▶ [What is needed]
Your task is to transcribe all of the data below exactly, omitting the images.

▶ [Stored data]
'''

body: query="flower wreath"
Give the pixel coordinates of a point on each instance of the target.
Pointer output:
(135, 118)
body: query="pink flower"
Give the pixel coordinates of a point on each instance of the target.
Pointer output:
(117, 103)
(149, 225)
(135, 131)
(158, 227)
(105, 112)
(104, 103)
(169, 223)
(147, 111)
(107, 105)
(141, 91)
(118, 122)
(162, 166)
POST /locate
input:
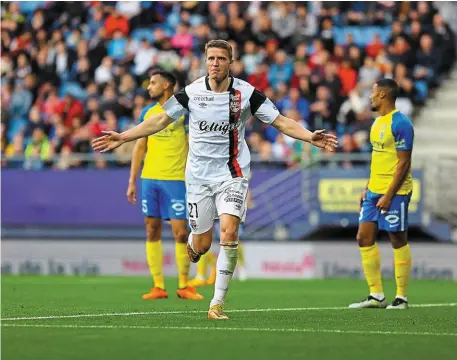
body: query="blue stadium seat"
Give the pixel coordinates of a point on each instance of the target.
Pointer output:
(123, 122)
(28, 7)
(422, 90)
(16, 126)
(146, 4)
(74, 89)
(362, 35)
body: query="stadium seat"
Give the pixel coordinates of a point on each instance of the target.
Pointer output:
(16, 126)
(143, 33)
(28, 7)
(362, 35)
(74, 89)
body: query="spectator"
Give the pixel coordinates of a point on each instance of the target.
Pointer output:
(251, 58)
(117, 46)
(182, 40)
(70, 108)
(38, 150)
(104, 72)
(74, 49)
(20, 103)
(375, 46)
(445, 40)
(116, 21)
(281, 70)
(260, 77)
(294, 102)
(428, 61)
(368, 75)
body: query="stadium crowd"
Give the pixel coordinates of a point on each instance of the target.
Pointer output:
(72, 69)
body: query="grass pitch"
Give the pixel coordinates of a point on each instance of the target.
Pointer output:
(105, 318)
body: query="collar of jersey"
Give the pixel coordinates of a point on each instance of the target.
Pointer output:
(391, 113)
(209, 87)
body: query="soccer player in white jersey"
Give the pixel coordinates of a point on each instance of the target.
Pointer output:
(218, 163)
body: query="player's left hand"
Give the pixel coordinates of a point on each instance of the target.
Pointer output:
(325, 141)
(383, 204)
(109, 141)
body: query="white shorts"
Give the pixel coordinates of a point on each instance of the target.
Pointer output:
(208, 201)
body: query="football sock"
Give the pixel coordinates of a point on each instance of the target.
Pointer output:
(402, 260)
(202, 265)
(155, 262)
(240, 254)
(371, 263)
(183, 263)
(226, 263)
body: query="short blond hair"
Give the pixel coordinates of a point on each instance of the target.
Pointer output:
(220, 44)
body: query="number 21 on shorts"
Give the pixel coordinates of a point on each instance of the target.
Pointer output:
(193, 210)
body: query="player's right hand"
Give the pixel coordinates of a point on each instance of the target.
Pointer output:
(110, 141)
(131, 193)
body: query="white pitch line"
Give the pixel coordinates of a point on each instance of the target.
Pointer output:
(202, 311)
(199, 328)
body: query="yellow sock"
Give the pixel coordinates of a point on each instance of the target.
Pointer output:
(155, 262)
(183, 262)
(402, 260)
(202, 266)
(240, 254)
(371, 263)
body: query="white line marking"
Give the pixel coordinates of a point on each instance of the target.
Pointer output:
(336, 331)
(202, 311)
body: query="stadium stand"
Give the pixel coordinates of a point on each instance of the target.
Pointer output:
(72, 69)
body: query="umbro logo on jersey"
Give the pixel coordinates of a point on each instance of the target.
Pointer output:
(223, 127)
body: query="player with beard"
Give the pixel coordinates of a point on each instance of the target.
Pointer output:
(384, 202)
(163, 190)
(218, 164)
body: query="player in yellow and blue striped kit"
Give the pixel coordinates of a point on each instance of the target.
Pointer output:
(163, 190)
(384, 203)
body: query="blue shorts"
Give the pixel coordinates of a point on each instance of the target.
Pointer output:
(396, 219)
(165, 199)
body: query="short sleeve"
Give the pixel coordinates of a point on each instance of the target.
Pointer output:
(403, 132)
(263, 108)
(177, 105)
(186, 123)
(143, 113)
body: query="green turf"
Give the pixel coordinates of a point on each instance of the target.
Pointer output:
(281, 334)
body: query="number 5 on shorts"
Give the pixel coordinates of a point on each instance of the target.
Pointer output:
(193, 210)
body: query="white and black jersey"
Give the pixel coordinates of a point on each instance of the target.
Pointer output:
(217, 121)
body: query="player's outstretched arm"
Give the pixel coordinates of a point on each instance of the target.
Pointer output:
(137, 158)
(111, 140)
(293, 129)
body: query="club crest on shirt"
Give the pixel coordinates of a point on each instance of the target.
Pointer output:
(235, 102)
(381, 134)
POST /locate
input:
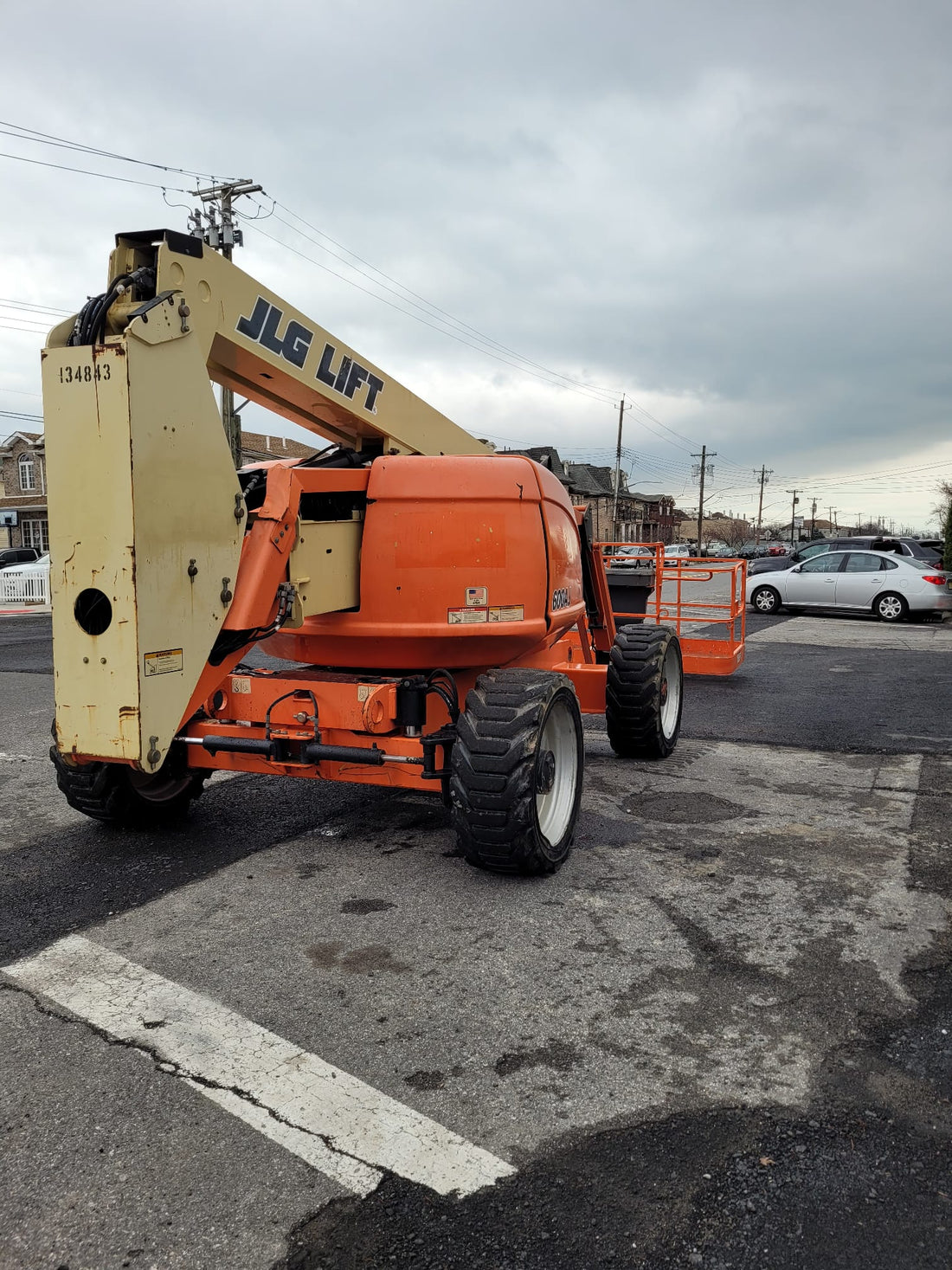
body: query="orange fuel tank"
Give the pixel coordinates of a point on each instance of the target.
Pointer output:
(466, 562)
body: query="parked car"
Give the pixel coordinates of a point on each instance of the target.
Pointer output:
(630, 555)
(11, 557)
(807, 550)
(884, 583)
(935, 545)
(678, 552)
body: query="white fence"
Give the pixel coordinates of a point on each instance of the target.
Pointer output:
(24, 586)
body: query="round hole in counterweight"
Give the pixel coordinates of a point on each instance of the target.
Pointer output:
(93, 611)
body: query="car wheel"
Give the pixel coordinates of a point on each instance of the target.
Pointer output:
(766, 600)
(890, 607)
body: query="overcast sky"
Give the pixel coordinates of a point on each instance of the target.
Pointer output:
(737, 214)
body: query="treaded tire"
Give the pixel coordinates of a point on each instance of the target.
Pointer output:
(644, 693)
(108, 793)
(895, 611)
(500, 808)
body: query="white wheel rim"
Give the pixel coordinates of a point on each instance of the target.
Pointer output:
(890, 607)
(554, 810)
(671, 691)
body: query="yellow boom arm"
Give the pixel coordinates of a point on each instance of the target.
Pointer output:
(146, 513)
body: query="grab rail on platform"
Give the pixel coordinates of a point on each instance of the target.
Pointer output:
(710, 622)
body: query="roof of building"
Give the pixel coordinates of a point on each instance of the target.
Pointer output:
(259, 445)
(32, 438)
(589, 480)
(547, 456)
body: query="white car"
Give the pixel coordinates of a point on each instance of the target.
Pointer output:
(892, 587)
(678, 552)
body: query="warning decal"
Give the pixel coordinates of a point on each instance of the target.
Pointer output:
(166, 662)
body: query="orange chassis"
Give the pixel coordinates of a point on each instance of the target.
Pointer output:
(353, 710)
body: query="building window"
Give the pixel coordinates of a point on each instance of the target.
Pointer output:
(35, 533)
(27, 475)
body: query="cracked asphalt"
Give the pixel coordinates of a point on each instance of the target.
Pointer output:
(720, 1036)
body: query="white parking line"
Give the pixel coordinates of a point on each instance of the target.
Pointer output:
(852, 633)
(320, 1112)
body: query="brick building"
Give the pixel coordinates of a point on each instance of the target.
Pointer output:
(641, 517)
(23, 517)
(23, 513)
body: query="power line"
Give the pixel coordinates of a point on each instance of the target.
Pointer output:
(18, 414)
(106, 176)
(442, 331)
(49, 139)
(435, 309)
(32, 307)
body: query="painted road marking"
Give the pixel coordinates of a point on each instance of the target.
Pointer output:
(833, 633)
(320, 1112)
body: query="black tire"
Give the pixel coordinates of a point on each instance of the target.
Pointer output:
(890, 607)
(644, 693)
(509, 796)
(766, 600)
(119, 796)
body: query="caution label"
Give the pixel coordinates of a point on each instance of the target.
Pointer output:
(168, 661)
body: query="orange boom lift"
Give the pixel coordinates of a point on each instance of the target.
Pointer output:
(445, 616)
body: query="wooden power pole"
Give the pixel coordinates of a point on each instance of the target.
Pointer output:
(225, 238)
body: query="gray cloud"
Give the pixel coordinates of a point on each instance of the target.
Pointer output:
(737, 212)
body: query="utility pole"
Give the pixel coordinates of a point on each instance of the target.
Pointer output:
(764, 475)
(617, 470)
(792, 513)
(225, 238)
(704, 456)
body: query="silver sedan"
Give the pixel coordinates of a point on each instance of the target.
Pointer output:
(889, 586)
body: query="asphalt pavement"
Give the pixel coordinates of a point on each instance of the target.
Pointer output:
(718, 1036)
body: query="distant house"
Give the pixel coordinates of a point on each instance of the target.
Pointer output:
(259, 448)
(23, 516)
(23, 510)
(641, 517)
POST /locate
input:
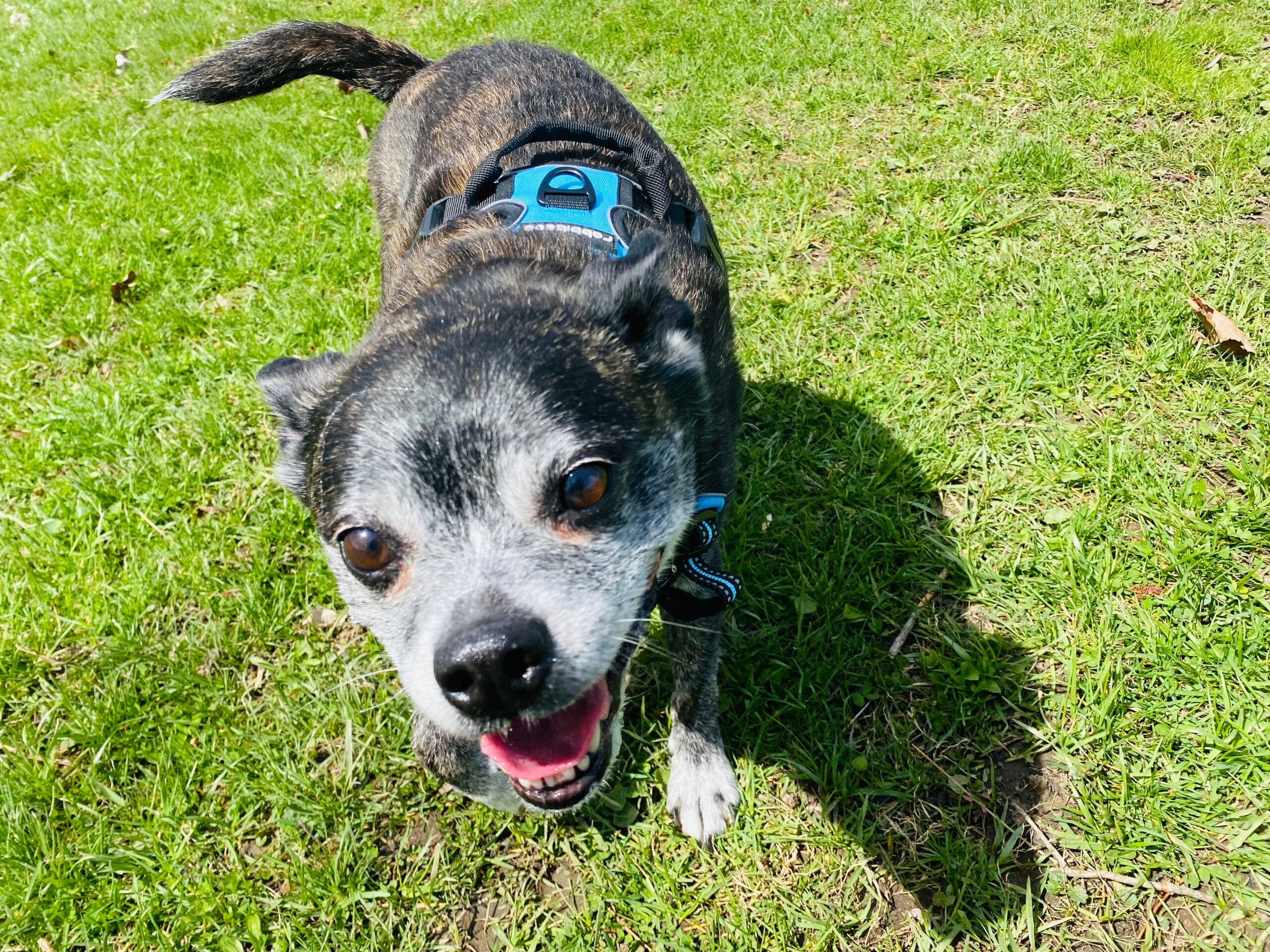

'''

▶ [Response to the task]
body: query="flower wreath"
Give the pixel coordinates of a point on each instance of the target.
Pointer output:
(135, 118)
body: query="pink flower"
Give the pixel coordinates of a point on each instance of the target.
Pointer output:
(117, 103)
(149, 225)
(135, 131)
(158, 227)
(105, 112)
(104, 103)
(169, 223)
(147, 111)
(107, 105)
(141, 91)
(118, 122)
(162, 166)
POST /locate
input:
body: query="blue stadium seat"
Give the pixel coordinates of a point on each instance of the target.
Pointer output:
(123, 122)
(28, 7)
(422, 90)
(16, 126)
(146, 4)
(74, 89)
(362, 35)
body: query="stadium seat"
Give the pixel coordinates of a point on each instance of the target.
Pointer output:
(16, 126)
(143, 33)
(28, 7)
(362, 35)
(74, 89)
body: query="spectator"
Give the pixel coordinates of a point on each instance of the target.
Pointer output:
(251, 58)
(117, 46)
(182, 40)
(70, 108)
(38, 150)
(104, 72)
(74, 49)
(20, 103)
(375, 46)
(445, 40)
(116, 21)
(281, 70)
(260, 77)
(294, 102)
(428, 61)
(368, 75)
body: query="stadium crowd"
Give the pixel coordinates of a point on each instance of the target.
Pointer output:
(72, 69)
body: query="grass pitch"
Give the pixel coordinates of a point on each instance of the target.
Pointer output:
(105, 318)
body: query="collar of jersey"
Give the pixel coordinates of a point on each instance of the target.
Pointer output:
(391, 113)
(209, 87)
body: query="soccer player in white jersey"
Give the pixel coordinates of a point on each instance of the target.
Pointer output:
(218, 163)
body: query="player's left hand"
Give the pixel coordinates of a point on each instance of the target.
Pointer output:
(325, 141)
(383, 204)
(109, 141)
body: query="white shorts"
Give the pixel coordinates of a point on each instance of the target.
Pointer output:
(208, 201)
body: query="football sock"
Give the pixel coordinates of a point on each instance of the target.
Pointer output:
(402, 260)
(202, 265)
(155, 262)
(240, 254)
(371, 263)
(183, 263)
(226, 263)
body: query="short blond hair"
Give the pixel coordinates of a point on each instance of the target.
Pointer output:
(220, 44)
body: query="number 21 on shorts"
Give the pixel coordinates of a point on each instance of the target.
Pointer output:
(193, 210)
body: query="player's right hand"
Give the pixel coordinates of a point on each instance of the target.
Pointer output:
(110, 141)
(131, 193)
body: query="white pitch line"
Give the pixel coordinates of a point on each instance of the target.
Pointer output:
(202, 311)
(199, 328)
body: query="yellow sock"
Give the pixel coordinates of a point on each instance of the target.
Pointer output:
(155, 262)
(183, 262)
(402, 260)
(202, 266)
(240, 254)
(371, 263)
body: query="white line marking"
Give the pixel coordinates of a point on each instance of the target.
Pointer output:
(336, 331)
(202, 311)
body: query="stadium stand"
Give the pixel coordinates of a point on each instance of the target.
Pointer output:
(72, 69)
body: query="umbro logo on jersey"
Give the pixel coordinates of a point on each instance of the target.
Pointer output:
(223, 127)
body: query="player with beard"
Give the pixel coordinates of a point on each instance of the target.
Pointer output:
(384, 202)
(163, 190)
(218, 164)
body: query="player in yellow and blue striped kit"
Give the pixel coordinates of a point on each instance of the target.
Pointer output:
(163, 190)
(384, 203)
body: query="blue shorts"
Give the pixel coordinates of a point on each instance of the target.
Pointer output:
(396, 219)
(165, 199)
body: query="short sleeve"
Give the pixel coordinates of a point on each instance of the target.
Pointer output:
(403, 132)
(263, 108)
(177, 105)
(186, 123)
(143, 113)
body: query="green turf"
Give the pixel coordinates of a point on each instance of the target.
Pointer output:
(281, 334)
body: query="number 5 on shorts"
Give the pixel coordinates of a point on each instance of the target.
Pointer output:
(193, 210)
body: query="white and black jersey"
Give the pixel coordinates of a point on each instance of the target.
Pointer output:
(217, 121)
body: query="player's outstretched arm"
Give the pixel coordinates of a point on each instance of the target.
Pointer output:
(137, 158)
(111, 140)
(293, 129)
body: query="club crest on shirt"
Give the pixel coordinates of a point on each instance of the target.
Pointer output:
(235, 102)
(381, 134)
POST /locate
input:
body: query="orange fuel tank"
Give the pixel coordinates of a point on each instance of the target.
Pointer output:
(466, 562)
body: query="parked car"
Give the pixel coordinates of a point on each instance of the target.
Pointer output:
(630, 555)
(11, 557)
(807, 550)
(884, 583)
(935, 545)
(678, 552)
body: query="white fence"
Give the pixel coordinates of a point on each instance of the target.
Pointer output:
(24, 586)
body: query="round hole in counterweight"
Give the pixel coordinates of a point on each instance of the target.
Pointer output:
(93, 611)
body: query="car wheel"
Give the pixel coordinates of a point on each instance of the target.
Pointer output:
(766, 600)
(890, 607)
body: query="overcast sky"
Give the pixel coordinates of a point on each instance of the target.
Pointer output:
(737, 214)
body: query="treaded tire"
Give the pixel coordinates of a point on each instance of the target.
Pointer output:
(644, 693)
(108, 793)
(895, 611)
(500, 808)
body: query="white wheel rim"
Give the pixel coordinates of a point on each instance of the target.
Pointer output:
(890, 607)
(554, 810)
(671, 691)
body: query="yellow boom arm"
Give the pixel coordinates of a point on each instance of the target.
Pointer output:
(146, 513)
body: query="grab rail on platform"
Give the pixel coordinates of a point on each instance of the target.
Pointer output:
(710, 622)
body: query="roof of building"
Give the pixel coordinates of a point on each instance of the target.
Pointer output:
(259, 445)
(32, 438)
(589, 480)
(547, 456)
body: query="white car"
Give the pixel coordinates of a point on each instance of the target.
Pointer output:
(892, 587)
(678, 552)
body: query="warning decal"
Give the pixel coordinates of a point on each instance of the target.
Pointer output:
(166, 662)
body: query="orange chassis"
Give the pixel coordinates of a point on each instance of the target.
Pointer output:
(353, 710)
body: query="building window"
Give the pixel coordinates of a point on each instance of the target.
Pointer output:
(35, 533)
(27, 475)
body: query="cracked asphalt"
Give the pixel coordinates of a point on each instance of the target.
Pointer output:
(720, 1036)
body: query="white parking line"
Give the pixel coordinates of a point on each instance of the target.
Pointer output:
(852, 633)
(320, 1112)
body: query="brick building"
Give the pixel coordinates of a point on each instance of the target.
Pointer output:
(641, 517)
(23, 517)
(23, 513)
body: query="power line"
Give the pixel coordinates of a point on each instance of the target.
Pointer output:
(18, 414)
(106, 176)
(442, 331)
(49, 139)
(435, 309)
(32, 307)
body: query="painted road marking"
Give the pixel coordinates of a point on each instance of the target.
Pointer output:
(833, 633)
(320, 1112)
body: query="black tire"
Give the pixel coordinates of a point on each instance of the target.
Pointer output:
(890, 607)
(644, 693)
(509, 796)
(766, 600)
(119, 796)
body: query="caution label"
Give the pixel coordinates of a point on each instance of the target.
Pointer output:
(168, 661)
body: query="orange boom lift"
Give the pixel coordinates of a point on each instance of the target.
Pointer output:
(445, 616)
body: query="wooden power pole"
Give the pixel coordinates of a point on each instance of the target.
Pointer output:
(225, 238)
body: query="gray cloud"
Give the pixel coordinates of a point on each instance of the target.
Pointer output:
(737, 212)
body: query="utility pole"
Give the pixel coordinates of a point on each instance of the target.
Pointer output:
(764, 475)
(617, 470)
(792, 513)
(225, 238)
(704, 456)
body: query="silver sedan"
Give the pixel coordinates of a point on each instance of the target.
Pointer output:
(889, 586)
body: query="asphalt pavement"
Give the pixel coordinates of a point on each instance of the target.
Pointer output:
(718, 1036)
body: query="distant house"
Give the pixel coordinates of a point on each instance of the target.
Pointer output:
(259, 448)
(23, 516)
(23, 510)
(641, 517)
POST /locate
input:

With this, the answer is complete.